■ **Stated task 1**: Name the four methods of accounting in the construction industry that the text on construction accounting below lists.
■ **Stated task 2**: From the text on construction accounting below, extract the passage between "There are four" and "the same period.", inclusive.

■ **Selected extract**:
This is an editorialization of a Breakout Session presented by Tonya Schulte at Scaling New Heights on November 11, 2020. Tonya Schulte is founder of The Profit Constructors – a firm specializing in helping small to mid-sized construction contractors “play like one of the big boys.” She has been in construction accounting for over 20 years, Tonya is an Advanced Certified QuickBooks Online ProAdvisor, a Knowify Certified Advisor, a Certified Xero Advisor, and a Hubdoc Certified QBO ProAdvisor.
What is Percentage of Completion (POC) Accounting?
There are four methods of accounting in the construction industry: cash basis, accrual basis, completed contract, and percentage of completion. In the completed contract method, income and expenses are all recognized as received upon contract completion. This method offers tax liability deferral benefits, and it is the most conservative construction accounting method.
In the percentage of completion method, income and expenses are recognized based on a calculation of the percentage of the completion of the project. It offers similar tax deferral benefits to the completed contract method, but it has less risk of fluctuation resulting from the effects of tax regulation. With this method, the accounting justification relies largely on the matching principle: income and related expenses are to be recognized in the same period.
When should your clients use the percentage of completion method? According to Financial Accounting Standards Board (FASB) Statement of Position (SOP) 81-1, the percentage of completion method should be used when:
- “estimates of costs to complete and extent of progress toward completion of long-term contracts are reasonably dependable.”

■ **Provided data**:
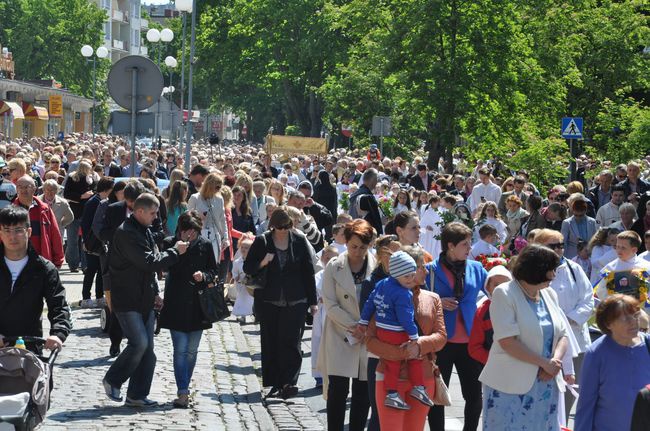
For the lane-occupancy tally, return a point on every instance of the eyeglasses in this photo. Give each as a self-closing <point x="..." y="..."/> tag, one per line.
<point x="14" y="231"/>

■ **Worked solution 1**: Cash basis, accrual basis, completed contract, and percentage of completion.

■ **Worked solution 2**:
There are four methods of accounting in the construction industry: cash basis, accrual basis, completed contract, and percentage of completion. In the completed contract method, income and expenses are all recognized as received upon contract completion. This method offers tax liability deferral benefits, and it is the most conservative construction accounting method.
In the percentage of completion method, income and expenses are recognized based on a calculation of the percentage of the completion of the project. It offers similar tax deferral benefits to the completed contract method, but it has less risk of fluctuation resulting from the effects of tax regulation. With this method, the accounting justification relies largely on the matching principle: income and related expenses are to be recognized in the same period.